What this exercise asks ::
[A] According to the PubAcademy webinar excerpt, what year did PubMatic begin hosting its global PubAcademy webinar?
[B] Please resume the PubAcademy webinar excerpt, picking up after its final sentence.

Extract provided ::
>> Start
PubMatic has been hosting its global PubAcademy webinar since 2014, now spanning 65-plus events in 21 markets. The most recent virtual PubAcademy brought together some of the industry’s leading experts for a webinar to talk about return on investment, identity, and addressability in a post-cookie advertising world. This lineup included Andrea Kwiatek, Strategic Partnerships Manager at Goodway Group, Joanna Burton, Chief Strategy Officer at ID5, Andre Swanston, CEO at Tru Optik, and Rebecca Skrak, Head of Business Operations at eBay Advertising. 

At this event, Andrea Kwiatek of Goodway Group, said advertisers must realize the importance of their first-party data. “Advertisers if you’re not collecting first-party data right now, analyzing it and segmenting it, you need to look into doing that very soon.”

She noted that first-party data is a core element of a data strategy to enable smarter data buys, retain customers, find new customers, and learn how to target them appropriately. She also said that there are different ways to be creative with data. Brands need a process to collect the data, clean, analyze, and segment it out so that the company can use the data with confidence, said Kwiatek.
>> End
[Image entries for named regions]
>> Start
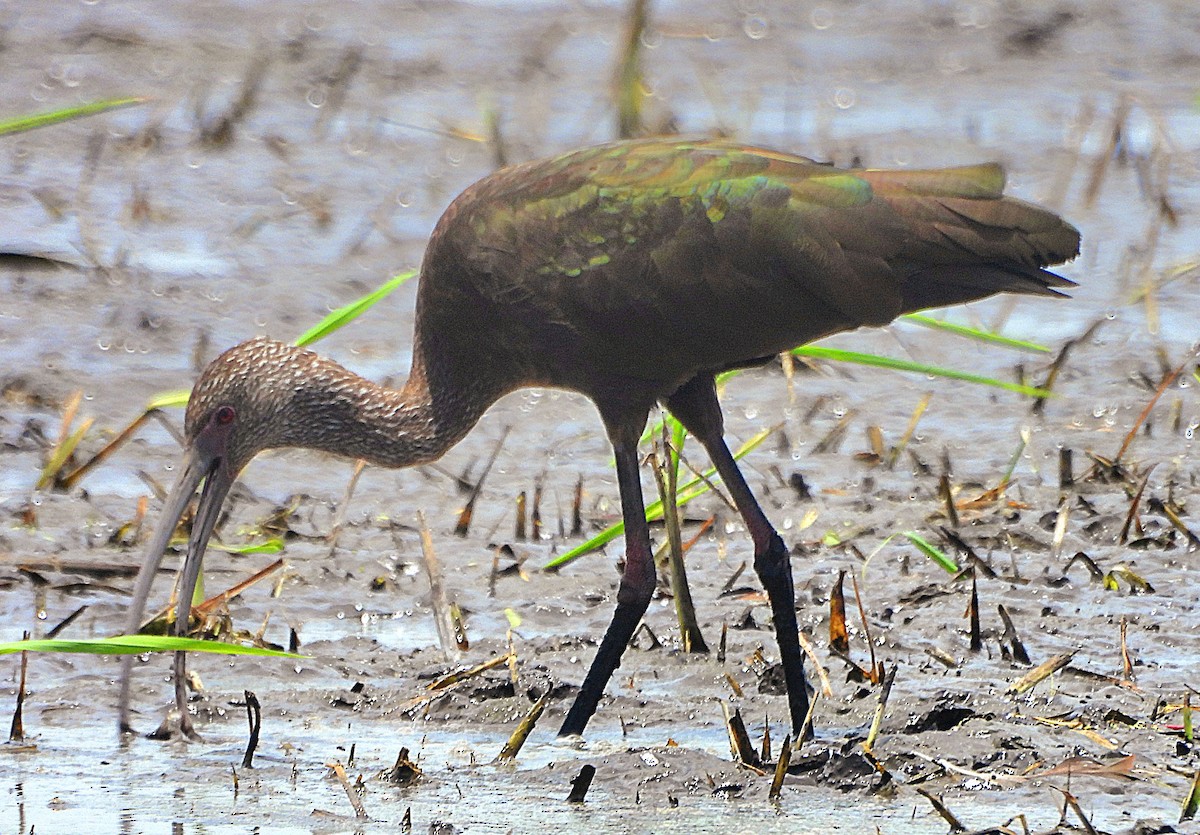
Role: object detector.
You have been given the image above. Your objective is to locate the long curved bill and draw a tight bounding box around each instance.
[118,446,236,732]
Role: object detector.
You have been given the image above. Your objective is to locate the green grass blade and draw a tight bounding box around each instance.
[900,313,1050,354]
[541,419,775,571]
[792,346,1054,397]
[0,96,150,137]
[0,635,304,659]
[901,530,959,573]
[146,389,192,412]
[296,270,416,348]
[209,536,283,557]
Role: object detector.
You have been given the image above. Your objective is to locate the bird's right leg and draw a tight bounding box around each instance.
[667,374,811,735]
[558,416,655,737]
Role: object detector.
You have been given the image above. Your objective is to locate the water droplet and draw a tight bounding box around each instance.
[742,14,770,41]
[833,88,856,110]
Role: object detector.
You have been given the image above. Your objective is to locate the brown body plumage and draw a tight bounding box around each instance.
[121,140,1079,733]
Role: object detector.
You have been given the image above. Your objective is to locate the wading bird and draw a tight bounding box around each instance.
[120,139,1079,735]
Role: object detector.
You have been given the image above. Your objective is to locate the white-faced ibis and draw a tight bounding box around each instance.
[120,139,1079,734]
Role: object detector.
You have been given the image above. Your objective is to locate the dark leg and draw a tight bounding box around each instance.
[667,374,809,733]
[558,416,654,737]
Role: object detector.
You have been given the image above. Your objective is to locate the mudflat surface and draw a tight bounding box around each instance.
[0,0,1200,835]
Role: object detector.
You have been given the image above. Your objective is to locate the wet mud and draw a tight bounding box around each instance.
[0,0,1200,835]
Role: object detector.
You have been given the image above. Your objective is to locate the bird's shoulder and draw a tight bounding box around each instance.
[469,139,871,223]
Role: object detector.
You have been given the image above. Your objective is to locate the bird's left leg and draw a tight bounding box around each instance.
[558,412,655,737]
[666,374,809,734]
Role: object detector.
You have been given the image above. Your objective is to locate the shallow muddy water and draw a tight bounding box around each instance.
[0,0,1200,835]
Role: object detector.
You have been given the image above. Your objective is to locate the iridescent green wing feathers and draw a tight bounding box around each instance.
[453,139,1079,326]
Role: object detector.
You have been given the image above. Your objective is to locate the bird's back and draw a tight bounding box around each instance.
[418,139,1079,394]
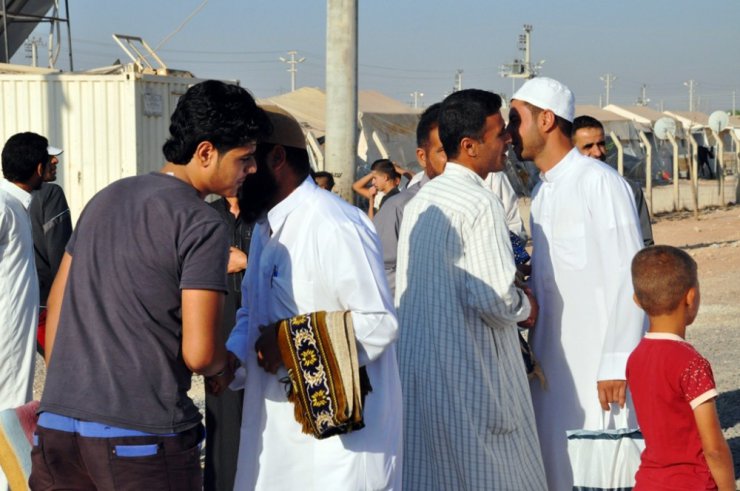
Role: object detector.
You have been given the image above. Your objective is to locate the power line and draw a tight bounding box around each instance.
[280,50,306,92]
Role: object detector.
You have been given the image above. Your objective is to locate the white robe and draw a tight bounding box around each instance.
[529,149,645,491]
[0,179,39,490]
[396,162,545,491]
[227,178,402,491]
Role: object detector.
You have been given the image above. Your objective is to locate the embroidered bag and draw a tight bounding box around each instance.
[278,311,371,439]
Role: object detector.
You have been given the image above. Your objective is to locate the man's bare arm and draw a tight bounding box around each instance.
>> End
Answers for the tasks ::
[A] 2014.

[B]
Of course, first-party data isn’t the only piece to the post-cookie puzzle. It doesn’t always provide enough scale, and so advertisers will still need to find other data sources. When asked if publishers are doing a good job of working together towards common standards in a post-cookie world, Joanna Burton, from identity solution ID5, said, “At the end of the day, everyone in this space faces a common problem. We’ve got the opportunity to test and learn right now. Some companies already have a huge amount of data, logged-in data with tons of declared information, that looks set to continue to make loads of money at the expense of independent publishers.” Joanna’s point highlighted the fact that the walled gardens hold the keys to a lot of data. To compete effectively, independent publishers should be willing to share formally or informally through Prebid, for example, to develop data offerings for advertisers in the open web.

Andre Swanston from Tru Optik, who’s focused on CTV and OTT, was asked to discuss the difference between cross-device and identity targeting. “We think about people who will be targeting measurement across different devices. It’s critical to have a persistent identifier that links those devices either to an individual, a household, or both.” Different companies use different terms for the same idea — to resolve identities across different devices. While there are many promising technical solutions, the logistics of this process becomes more difficult when companies like Apple sunset identifiers like IDFA. And so publishers will have to work harder to create incentives for their subscribers to allow data collection, according to Swanston.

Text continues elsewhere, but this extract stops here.